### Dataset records
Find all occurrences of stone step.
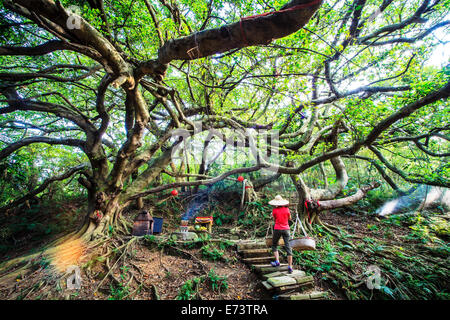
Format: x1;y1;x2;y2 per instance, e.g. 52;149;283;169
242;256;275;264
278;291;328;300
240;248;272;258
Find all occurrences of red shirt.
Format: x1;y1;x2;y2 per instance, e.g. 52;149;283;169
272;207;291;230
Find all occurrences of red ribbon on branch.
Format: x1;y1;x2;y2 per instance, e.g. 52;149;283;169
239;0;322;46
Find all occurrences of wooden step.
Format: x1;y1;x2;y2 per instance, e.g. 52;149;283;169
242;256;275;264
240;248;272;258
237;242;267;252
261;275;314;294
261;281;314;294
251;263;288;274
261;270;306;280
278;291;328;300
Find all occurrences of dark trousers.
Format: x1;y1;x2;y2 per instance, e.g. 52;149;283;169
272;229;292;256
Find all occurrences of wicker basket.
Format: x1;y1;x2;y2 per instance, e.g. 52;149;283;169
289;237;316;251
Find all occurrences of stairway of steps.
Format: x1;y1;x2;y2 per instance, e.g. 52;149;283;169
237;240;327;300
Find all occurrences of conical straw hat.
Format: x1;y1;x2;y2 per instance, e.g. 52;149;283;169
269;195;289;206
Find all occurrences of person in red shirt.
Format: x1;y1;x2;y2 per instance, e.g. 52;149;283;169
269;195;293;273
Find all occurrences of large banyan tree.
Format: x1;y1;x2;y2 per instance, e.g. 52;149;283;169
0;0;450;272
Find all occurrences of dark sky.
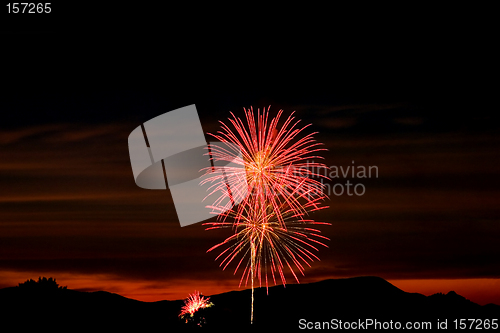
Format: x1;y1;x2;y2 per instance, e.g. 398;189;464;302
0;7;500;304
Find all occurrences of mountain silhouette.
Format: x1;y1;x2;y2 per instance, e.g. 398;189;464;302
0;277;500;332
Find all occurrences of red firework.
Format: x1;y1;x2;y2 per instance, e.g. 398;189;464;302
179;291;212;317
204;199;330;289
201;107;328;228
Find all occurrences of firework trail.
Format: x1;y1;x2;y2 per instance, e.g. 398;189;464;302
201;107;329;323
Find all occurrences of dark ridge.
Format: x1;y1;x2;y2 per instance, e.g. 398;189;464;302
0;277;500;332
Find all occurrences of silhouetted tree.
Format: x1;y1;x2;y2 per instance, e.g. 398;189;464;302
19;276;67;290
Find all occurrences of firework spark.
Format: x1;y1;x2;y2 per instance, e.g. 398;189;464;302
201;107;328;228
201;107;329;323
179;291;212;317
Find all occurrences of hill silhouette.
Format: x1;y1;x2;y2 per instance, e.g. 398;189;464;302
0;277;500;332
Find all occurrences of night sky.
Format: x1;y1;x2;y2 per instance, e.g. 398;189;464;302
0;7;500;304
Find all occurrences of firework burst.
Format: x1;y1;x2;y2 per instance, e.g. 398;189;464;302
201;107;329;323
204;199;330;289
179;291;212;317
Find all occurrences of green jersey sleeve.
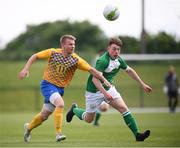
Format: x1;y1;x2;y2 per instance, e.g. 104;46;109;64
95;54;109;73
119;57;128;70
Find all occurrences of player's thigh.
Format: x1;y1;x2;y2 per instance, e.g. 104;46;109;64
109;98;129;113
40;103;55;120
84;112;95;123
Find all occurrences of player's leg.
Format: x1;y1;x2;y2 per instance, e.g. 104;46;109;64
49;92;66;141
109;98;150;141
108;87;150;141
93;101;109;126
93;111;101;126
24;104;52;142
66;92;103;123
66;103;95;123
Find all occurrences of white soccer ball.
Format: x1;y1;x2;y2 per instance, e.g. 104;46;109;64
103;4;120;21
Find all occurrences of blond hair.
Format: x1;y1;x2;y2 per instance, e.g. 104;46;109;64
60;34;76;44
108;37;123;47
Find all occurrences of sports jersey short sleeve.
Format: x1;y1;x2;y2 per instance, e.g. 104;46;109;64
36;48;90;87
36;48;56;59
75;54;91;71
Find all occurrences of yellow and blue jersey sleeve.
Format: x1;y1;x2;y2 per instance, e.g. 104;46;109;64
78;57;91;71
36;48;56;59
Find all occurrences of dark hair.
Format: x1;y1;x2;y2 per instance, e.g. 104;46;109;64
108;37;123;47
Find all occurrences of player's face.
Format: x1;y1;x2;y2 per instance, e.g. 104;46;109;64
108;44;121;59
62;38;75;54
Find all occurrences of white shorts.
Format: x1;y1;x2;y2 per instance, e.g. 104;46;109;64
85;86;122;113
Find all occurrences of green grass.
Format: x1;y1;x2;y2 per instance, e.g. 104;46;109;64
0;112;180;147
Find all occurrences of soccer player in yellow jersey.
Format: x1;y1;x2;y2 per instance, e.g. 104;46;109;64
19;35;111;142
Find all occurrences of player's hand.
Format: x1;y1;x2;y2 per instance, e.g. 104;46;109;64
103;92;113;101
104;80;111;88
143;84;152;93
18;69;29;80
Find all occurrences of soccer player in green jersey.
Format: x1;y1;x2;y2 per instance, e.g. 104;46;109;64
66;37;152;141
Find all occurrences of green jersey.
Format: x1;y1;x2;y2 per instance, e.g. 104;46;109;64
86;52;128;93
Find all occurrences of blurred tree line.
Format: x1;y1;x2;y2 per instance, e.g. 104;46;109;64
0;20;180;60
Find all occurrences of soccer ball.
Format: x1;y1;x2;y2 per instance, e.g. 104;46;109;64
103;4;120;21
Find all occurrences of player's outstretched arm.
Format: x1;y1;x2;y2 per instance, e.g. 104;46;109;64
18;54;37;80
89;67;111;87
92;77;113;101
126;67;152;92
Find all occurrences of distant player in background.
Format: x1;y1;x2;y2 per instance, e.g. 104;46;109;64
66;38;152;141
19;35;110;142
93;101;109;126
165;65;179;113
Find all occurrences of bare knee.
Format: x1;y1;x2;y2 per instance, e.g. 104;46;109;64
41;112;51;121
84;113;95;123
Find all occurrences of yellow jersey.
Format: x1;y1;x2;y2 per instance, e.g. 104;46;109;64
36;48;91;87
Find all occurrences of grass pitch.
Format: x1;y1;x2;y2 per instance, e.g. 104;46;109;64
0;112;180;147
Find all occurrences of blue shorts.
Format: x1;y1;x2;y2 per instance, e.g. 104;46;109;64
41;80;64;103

==

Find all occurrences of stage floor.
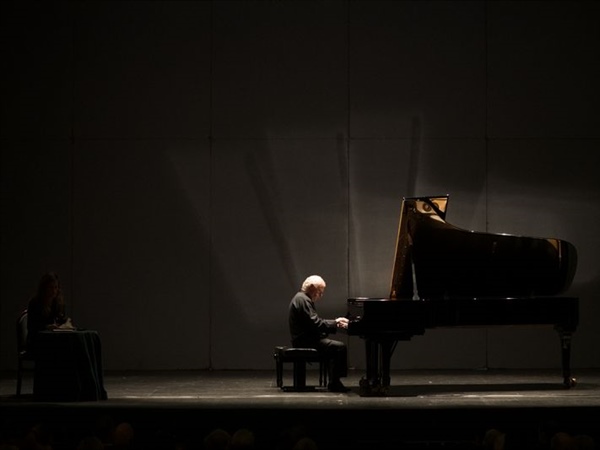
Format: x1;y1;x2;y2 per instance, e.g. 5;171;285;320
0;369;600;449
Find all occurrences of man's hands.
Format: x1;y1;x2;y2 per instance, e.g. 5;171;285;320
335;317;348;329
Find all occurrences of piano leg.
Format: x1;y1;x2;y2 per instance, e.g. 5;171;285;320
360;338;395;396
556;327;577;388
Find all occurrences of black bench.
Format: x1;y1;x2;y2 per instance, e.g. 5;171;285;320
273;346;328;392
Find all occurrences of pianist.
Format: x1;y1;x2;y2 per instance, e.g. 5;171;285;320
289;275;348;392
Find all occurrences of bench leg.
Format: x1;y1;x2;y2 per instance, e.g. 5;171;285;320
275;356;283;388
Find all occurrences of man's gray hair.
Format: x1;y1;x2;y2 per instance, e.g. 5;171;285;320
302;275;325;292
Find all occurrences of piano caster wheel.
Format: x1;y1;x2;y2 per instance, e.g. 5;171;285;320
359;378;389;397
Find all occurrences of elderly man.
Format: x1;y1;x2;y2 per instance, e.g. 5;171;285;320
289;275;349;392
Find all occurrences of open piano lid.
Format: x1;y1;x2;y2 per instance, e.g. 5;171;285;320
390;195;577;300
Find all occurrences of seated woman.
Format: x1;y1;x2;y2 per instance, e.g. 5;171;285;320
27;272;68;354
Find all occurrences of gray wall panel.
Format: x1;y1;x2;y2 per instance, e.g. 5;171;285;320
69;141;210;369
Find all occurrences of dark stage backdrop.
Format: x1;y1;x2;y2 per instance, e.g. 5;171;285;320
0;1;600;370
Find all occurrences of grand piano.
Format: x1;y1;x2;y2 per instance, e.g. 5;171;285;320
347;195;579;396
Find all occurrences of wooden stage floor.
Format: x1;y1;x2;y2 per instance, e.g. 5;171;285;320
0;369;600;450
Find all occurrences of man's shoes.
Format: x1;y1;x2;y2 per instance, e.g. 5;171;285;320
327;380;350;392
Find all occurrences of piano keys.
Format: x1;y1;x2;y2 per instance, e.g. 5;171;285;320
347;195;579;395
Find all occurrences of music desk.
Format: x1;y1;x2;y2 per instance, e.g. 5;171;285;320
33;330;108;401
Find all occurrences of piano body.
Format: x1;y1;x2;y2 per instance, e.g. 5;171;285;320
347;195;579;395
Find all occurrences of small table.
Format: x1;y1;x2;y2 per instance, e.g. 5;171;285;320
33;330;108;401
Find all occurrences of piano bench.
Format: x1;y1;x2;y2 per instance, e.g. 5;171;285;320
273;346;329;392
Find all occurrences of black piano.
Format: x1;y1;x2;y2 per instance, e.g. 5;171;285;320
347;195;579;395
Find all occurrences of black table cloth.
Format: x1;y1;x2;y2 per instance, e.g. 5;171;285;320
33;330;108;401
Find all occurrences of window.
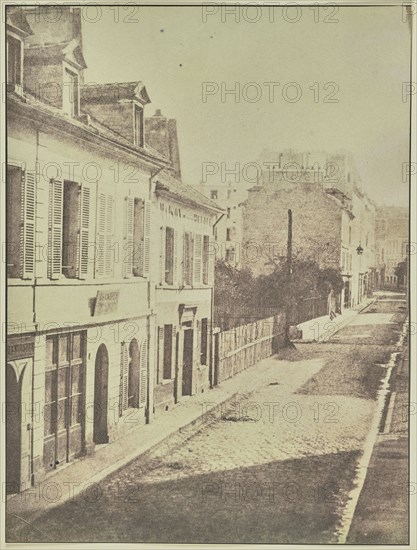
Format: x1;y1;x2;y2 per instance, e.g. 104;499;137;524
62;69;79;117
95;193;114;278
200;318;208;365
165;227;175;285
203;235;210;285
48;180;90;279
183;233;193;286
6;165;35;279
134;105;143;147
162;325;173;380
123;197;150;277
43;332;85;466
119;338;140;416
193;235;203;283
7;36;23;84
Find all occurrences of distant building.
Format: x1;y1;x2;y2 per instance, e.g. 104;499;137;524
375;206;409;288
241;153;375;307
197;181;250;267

---

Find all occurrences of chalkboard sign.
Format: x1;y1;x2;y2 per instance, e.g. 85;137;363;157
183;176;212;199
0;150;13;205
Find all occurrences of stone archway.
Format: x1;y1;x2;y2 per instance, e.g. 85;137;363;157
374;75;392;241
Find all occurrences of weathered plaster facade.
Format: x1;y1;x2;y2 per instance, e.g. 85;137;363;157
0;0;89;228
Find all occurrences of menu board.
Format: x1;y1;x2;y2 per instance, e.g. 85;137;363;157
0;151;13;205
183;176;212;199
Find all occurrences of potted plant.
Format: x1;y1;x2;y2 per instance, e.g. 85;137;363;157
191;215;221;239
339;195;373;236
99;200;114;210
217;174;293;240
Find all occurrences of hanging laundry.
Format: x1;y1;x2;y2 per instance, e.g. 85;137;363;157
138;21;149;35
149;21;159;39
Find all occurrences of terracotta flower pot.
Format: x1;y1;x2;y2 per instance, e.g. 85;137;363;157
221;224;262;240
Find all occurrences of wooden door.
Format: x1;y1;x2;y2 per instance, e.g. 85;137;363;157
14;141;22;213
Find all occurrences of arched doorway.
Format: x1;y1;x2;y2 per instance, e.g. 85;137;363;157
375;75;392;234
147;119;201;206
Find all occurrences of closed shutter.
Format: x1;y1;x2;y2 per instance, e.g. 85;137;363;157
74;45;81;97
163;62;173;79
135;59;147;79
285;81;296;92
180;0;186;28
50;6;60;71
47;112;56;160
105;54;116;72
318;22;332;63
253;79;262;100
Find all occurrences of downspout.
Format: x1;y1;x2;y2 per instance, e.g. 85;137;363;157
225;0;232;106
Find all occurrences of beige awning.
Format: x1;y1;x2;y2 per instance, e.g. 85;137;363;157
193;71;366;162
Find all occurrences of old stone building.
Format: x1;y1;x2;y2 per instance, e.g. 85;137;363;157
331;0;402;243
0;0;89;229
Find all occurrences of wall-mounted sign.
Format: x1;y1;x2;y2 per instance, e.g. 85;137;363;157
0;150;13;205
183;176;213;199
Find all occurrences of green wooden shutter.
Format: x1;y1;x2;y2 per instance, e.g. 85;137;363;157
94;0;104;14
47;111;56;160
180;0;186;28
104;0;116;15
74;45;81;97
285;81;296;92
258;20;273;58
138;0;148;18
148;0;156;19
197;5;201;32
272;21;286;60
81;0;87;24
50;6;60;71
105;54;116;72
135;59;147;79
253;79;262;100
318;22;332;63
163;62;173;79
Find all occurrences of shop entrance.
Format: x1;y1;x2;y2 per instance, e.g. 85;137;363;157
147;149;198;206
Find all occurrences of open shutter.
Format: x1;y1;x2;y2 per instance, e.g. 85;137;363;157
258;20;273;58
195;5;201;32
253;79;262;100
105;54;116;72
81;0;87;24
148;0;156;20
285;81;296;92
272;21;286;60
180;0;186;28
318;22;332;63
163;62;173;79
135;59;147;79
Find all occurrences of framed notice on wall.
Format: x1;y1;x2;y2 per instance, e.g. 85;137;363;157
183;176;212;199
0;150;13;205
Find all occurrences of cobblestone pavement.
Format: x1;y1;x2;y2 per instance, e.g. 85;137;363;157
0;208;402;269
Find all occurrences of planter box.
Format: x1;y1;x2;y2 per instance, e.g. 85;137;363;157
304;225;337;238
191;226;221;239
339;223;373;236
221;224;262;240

### Task instructions
Switch "distant building" to "far-off structure" in the entries spanning the line containing "Find all occurrences of black table cloth." through the line containing "197;181;250;267", and reproduce only those lines with nothing else altered. Leave the pictures out of your answer.

### Solution to this task
Find all occurrences of black table cloth.
Format: x1;y1;x2;y2 per instance, e.g. 5;171;285;320
33;330;108;401
Find all occurrences of window.
Format: x1;y1;x2;y2 per instance, e.g. 104;499;137;524
62;69;79;117
95;193;114;278
200;318;208;365
165;227;175;285
203;235;210;285
48;180;90;279
183;233;193;286
6;165;35;279
134;105;143;147
162;325;173;380
123;197;150;277
43;332;85;466
119;338;140;416
193;235;203;283
7;36;23;84
Find all occurrences of far-off structure.
Format: x1;y1;x2;y2 per instance, e.g. 104;499;137;524
375;206;409;288
241;153;375;307
197;181;250;267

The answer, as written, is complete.